• [TASK] Every entry that follows should be output again, word for word.

======== DATA FOR REVIEW ========

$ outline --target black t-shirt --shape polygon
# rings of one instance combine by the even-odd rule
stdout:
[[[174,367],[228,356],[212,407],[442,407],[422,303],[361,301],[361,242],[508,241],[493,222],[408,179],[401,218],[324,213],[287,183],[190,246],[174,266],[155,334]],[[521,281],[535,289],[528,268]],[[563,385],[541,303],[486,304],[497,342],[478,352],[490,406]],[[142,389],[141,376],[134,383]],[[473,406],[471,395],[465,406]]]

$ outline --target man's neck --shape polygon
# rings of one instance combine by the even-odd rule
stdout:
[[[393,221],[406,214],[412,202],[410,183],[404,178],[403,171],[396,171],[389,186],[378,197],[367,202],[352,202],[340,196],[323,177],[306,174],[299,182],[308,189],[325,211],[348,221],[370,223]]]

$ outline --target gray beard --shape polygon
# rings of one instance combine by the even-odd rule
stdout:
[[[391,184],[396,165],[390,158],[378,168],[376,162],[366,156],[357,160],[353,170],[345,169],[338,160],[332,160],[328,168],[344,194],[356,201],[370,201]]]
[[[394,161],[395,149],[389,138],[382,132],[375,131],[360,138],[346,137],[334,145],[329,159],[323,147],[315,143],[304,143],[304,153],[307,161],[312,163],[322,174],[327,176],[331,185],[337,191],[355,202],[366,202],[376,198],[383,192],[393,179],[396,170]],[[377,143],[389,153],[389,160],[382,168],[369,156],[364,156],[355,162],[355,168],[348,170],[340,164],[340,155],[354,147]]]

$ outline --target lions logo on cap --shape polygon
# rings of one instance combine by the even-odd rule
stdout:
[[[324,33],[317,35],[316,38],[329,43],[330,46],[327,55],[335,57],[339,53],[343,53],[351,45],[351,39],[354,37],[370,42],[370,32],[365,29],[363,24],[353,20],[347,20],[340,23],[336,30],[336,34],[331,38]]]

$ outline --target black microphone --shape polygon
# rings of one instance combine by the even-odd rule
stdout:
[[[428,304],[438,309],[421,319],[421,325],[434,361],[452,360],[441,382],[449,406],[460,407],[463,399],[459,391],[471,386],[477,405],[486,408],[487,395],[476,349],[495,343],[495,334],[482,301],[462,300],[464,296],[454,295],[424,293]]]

========

• [WRITTEN RESPONSE]
$ outline --target black t-shirt --shape polygon
# rings of one instance combine by the even-odd rule
stdout:
[[[174,367],[228,356],[212,407],[442,407],[422,303],[361,301],[361,242],[508,241],[493,222],[408,179],[401,218],[324,213],[287,183],[190,246],[174,266],[155,334]],[[521,281],[535,289],[528,268]],[[563,385],[541,303],[486,304],[497,342],[478,352],[490,406]],[[142,389],[141,376],[134,383]],[[473,406],[471,395],[465,406]]]

$ outline --target man's neck --shape polygon
# rings of one instance combine by the even-odd rule
stdout:
[[[393,221],[406,214],[412,202],[410,183],[404,178],[403,171],[396,171],[389,186],[378,197],[367,202],[352,202],[340,196],[323,177],[306,174],[299,182],[308,189],[325,211],[348,221],[370,223]]]

$ outline --target gray beard --shape polygon
# rings of one instance combine by the even-odd rule
stdout:
[[[391,184],[396,165],[390,158],[378,168],[376,162],[366,156],[357,160],[353,170],[345,169],[338,160],[332,160],[328,168],[344,194],[356,201],[370,201]]]
[[[394,161],[395,149],[389,138],[382,132],[375,131],[360,138],[346,137],[334,145],[329,159],[323,147],[315,143],[304,143],[304,153],[307,161],[312,163],[322,174],[327,176],[331,185],[337,191],[355,202],[366,202],[376,198],[383,192],[393,179],[396,170]],[[377,143],[389,153],[389,160],[382,168],[369,156],[364,156],[355,162],[355,168],[348,170],[340,164],[340,155],[354,147]]]

$ outline --target lions logo on cap --shape polygon
# rings of one instance combine by the even-odd rule
stdout:
[[[324,33],[317,35],[316,38],[329,43],[330,46],[327,55],[335,57],[339,53],[343,53],[351,45],[351,39],[354,37],[370,42],[370,32],[365,29],[363,24],[353,20],[347,20],[340,23],[336,30],[336,34],[331,38]]]

$ outline --target black microphone --shape polygon
# rings of one instance combine by the even-odd rule
stdout:
[[[428,304],[438,309],[421,319],[421,325],[434,361],[452,360],[441,382],[449,406],[460,407],[463,399],[459,391],[471,386],[477,405],[486,408],[487,395],[476,349],[495,343],[495,334],[482,301],[462,300],[464,296],[454,295],[424,293]]]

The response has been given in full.